╭──

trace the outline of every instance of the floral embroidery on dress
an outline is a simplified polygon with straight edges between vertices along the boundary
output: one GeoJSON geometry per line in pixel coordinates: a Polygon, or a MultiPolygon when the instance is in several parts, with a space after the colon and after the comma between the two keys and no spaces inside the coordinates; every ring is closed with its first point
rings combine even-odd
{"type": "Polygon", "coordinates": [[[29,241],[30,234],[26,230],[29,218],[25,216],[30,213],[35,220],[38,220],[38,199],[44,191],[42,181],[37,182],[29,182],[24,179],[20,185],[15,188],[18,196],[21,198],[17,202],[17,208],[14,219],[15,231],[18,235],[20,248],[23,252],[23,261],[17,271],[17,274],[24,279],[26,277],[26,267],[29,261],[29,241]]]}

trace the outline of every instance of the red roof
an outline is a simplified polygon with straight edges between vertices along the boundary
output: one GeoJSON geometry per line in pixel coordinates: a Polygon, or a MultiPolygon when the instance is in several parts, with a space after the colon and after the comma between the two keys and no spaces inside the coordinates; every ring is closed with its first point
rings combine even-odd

╰──

**WORK TO COMPLETE**: Update the rows above so that each occurrence of "pixel coordinates" reads "image coordinates", keeping every other character unchanged.

**RIGHT ANSWER**:
trace the outline of every instance of the floral embroidery on dress
an outline is a simplified polygon with straight edges between vertices along the boundary
output: one GeoJSON geometry per line in image coordinates: a Polygon, or a MultiPolygon when the instance is in several parts, with a space after the colon and after the comma between the two keys and no spaces inside the coordinates; every ring is closed with its first point
rings combine even-odd
{"type": "Polygon", "coordinates": [[[29,241],[30,234],[26,230],[29,218],[25,216],[30,213],[35,220],[38,220],[38,199],[44,191],[42,181],[37,182],[29,182],[24,179],[20,185],[15,188],[18,196],[21,198],[17,202],[17,208],[14,219],[15,231],[18,235],[20,248],[23,252],[23,261],[17,271],[17,274],[24,279],[26,277],[26,267],[29,261],[29,241]]]}

trace the outline of every instance of the red roof
an outline is a simplified polygon with straight edges between vertices along the boundary
output: one GeoJSON geometry per line in image coordinates: a Polygon, or a MultiPolygon when the instance is in several parts, with a space after the colon and after the comma between the two keys and no spaces inside the coordinates; every ring is closed with its first point
rings combine even-odd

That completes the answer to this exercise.